PROBLEM SET:
• 1. Answer these questions about the passage on Appalachian speech in literature:
(a) From which two works, with their years, does Ellis cite passages to show a more restrained use of dialect?
(b) Which short story shows broad dialectal differences that reveal deeper struggles, and who wrote it?
(c) What three kinds of writers interpret language in part II?
• 2. Proceed with the passage on Appalachian speech in literature, picking up after its last sentence.

Talking Appalachian Page 3
Just as Appalachian speech has changed over the years, so has its representation in literature, which is the focus of Michael Ellis’s essay, positioned as a transition into the literary works of part II. Ellis traces the evolution of mountain speech as it appears in mid-nineteenth-century literary works by George Washington Harris and others who arguably influenced later writers. Ellis explores the different styles used by writers, such as literary and eye dialects, and the difficulties of trying to re-create mountain speech on paper. Although Harris and his contemporaries (such as Mary N. Murfree) contributed a great deal to our understanding of the words used in parts of Appalachia, their phonetic depictions of pronunciation likely contributed to regional stereotypes. Ellis credits writers such as James Still and Harriette Simpson Arnow for a more restrained but likely more authentic use of dialect, citing passages from River of Earth (1940) and The Dollmaker (1954) in which the vocabulary is more important than how the words sound. Representations of dialect in works since the 1930s suggest a diversion from nineteenth-century reasons for using literary dialects. One reason, Ellis argues, citing Lee Smith’s epistolary novel Fair and Tender Ladies (1988), is to accomplish a particular style, honesty, and distinctiveness. Another reason is to reveal how dialect is used as a weapon against those who speak it, as evidenced in works such as The Dollmaker. The pressure to assimilate into new communities or as times change is also evident in The Dollmaker, as well as in Denise Giardina’s Storming Heaven (see part II). A final reason Ellis cites for the use of dialect by modern writers is to demonstrate broad dialectal differences that reveal even deeper struggles, as shown in Crystal Wilkinson’s short story “Holler” (see part II).
Part II: Voices from Appalachia
While there is no substitute for solid research in terms of explaining Appalachian dialects (particularly for the segment of society that supports standardization) and debunking stereotypes, we believe it is equally important to read about the experience of being a native speaker and to sample literary Appalachian speech by contemporary Appalachian authors. The contributors to part II are respected authors who write about—and in the dialects of—Appalachia. Here, poets, novelists, and essayists interpret language through their characters and reflect on themselves as speakers. Their pieces tell the stories that research cannot.

DATA:
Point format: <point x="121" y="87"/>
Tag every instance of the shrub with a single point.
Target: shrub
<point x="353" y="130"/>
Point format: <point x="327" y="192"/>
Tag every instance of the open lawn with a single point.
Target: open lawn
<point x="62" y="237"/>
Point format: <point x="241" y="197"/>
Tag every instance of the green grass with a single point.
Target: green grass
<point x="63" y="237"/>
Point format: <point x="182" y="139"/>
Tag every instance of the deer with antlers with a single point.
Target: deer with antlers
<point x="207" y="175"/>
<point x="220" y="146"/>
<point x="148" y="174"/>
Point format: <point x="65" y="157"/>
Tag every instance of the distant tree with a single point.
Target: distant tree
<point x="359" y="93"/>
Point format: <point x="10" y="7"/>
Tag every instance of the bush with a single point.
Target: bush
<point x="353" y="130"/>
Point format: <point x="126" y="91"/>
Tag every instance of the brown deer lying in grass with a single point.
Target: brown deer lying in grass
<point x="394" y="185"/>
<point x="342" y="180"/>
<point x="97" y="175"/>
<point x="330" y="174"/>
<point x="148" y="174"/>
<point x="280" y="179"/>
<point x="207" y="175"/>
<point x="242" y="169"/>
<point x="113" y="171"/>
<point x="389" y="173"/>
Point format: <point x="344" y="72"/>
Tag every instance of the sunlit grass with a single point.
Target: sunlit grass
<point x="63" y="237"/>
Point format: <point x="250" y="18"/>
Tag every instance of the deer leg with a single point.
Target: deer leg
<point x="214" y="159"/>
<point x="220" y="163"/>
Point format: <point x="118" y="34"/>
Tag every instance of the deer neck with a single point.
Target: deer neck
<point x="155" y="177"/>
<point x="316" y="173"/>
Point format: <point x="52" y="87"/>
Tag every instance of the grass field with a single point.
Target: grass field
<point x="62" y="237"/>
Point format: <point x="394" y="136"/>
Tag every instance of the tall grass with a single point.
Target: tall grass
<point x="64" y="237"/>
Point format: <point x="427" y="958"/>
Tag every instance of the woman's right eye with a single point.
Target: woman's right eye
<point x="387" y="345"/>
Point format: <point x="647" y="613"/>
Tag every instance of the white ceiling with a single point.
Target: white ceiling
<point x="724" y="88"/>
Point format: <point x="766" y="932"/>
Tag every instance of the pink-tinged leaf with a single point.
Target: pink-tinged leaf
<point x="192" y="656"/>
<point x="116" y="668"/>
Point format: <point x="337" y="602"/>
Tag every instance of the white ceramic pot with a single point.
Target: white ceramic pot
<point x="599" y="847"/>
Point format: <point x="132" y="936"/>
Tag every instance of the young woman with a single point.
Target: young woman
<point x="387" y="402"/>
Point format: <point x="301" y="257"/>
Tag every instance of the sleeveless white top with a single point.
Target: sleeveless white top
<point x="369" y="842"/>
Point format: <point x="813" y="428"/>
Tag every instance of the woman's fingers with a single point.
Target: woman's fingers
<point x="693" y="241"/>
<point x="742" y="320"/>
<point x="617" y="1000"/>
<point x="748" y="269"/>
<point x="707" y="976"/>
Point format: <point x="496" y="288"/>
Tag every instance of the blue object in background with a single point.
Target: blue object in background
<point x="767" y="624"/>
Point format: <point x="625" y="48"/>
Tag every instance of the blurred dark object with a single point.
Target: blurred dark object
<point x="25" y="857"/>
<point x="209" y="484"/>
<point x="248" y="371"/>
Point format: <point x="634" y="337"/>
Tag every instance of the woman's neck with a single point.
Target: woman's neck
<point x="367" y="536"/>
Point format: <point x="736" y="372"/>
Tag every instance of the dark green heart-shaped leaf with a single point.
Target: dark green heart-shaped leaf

ANSWER SET:
• 1.
(a) River of Earth (1940) and The Dollmaker (1954).
(b) "Holler," by Crystal Wilkinson.
(c) Poets, novelists, and essayists.

• 2.
The personal essays included in this volume offer individualized, personal perspectives about dialects and their connections to identity and place, but similar thematic threads weave through all the authors’ narratives. George Ella Lyon opens this part with her eloquent essay “Voiceplace,” describing the spiritual connection between place and dialect and the cost of losing that connection. Silas House, in his essay “In My Own Country,” describes his parents’ struggle as they tried to assimilate into another culture by covering up their dialects. He goes on to explore his own resistance to the practice he calls “passing” and why he refuses to compromise by standardizing his dialect in even minor ways. Lee Smith’s “Southern Exposure” provides a whimsical look at why keeping her dialect is a “political” decision, in spite of those who suggest that she take elocution lessons. Finally, Jane Hicks, in “A Matter of Perception,” describes the linguistic prejudice and misperception she has encountered as both a student and an educator because of her dialect—a voice she fervently embraces and that informs her work as a writer and artist.
Denise Giardina, Ron Rash, Rita Quillen, and Crystal Wilkinson contribute excerpts of fiction, and their characters’ voices speak in a variety of Appalachian Englishes. These writers represent West Virginia, western North Carolina, southwestern Virginia, and eastern Kentucky, and they write across a variety of genres; however, in these excerpts, their characters face similar conflicts about identity and perception that arise as a result of their dialects. These excerpts also illustrate themes that are common in speech communities across Appalachia and among many dialect varieties: perceptions of changing dialects within families, the practice of code switching as social currency, and a resistance—among members of the same community or between communities several miles apart—to use or even respect vernacular dialects due to the blue-collar reputation that is often attached to them.
Giardina’s excerpt from her novel Storming Heaven,22 set in earlytwentieth-century West Virginia during the industrial boom, is narrated by Carrie. She sees her brother, Miles, transformed by his education and by his involvement in the mining business. This transformation is most evident in his talk of progress and in the way he standardizes the dialect his family uses, which, he says, “sounds ignorant.” Carrie’s observation of Miles’s changing dialect represents even bigger struggles brought on by the changing environmental, economic, and social landscapes due to industrialization.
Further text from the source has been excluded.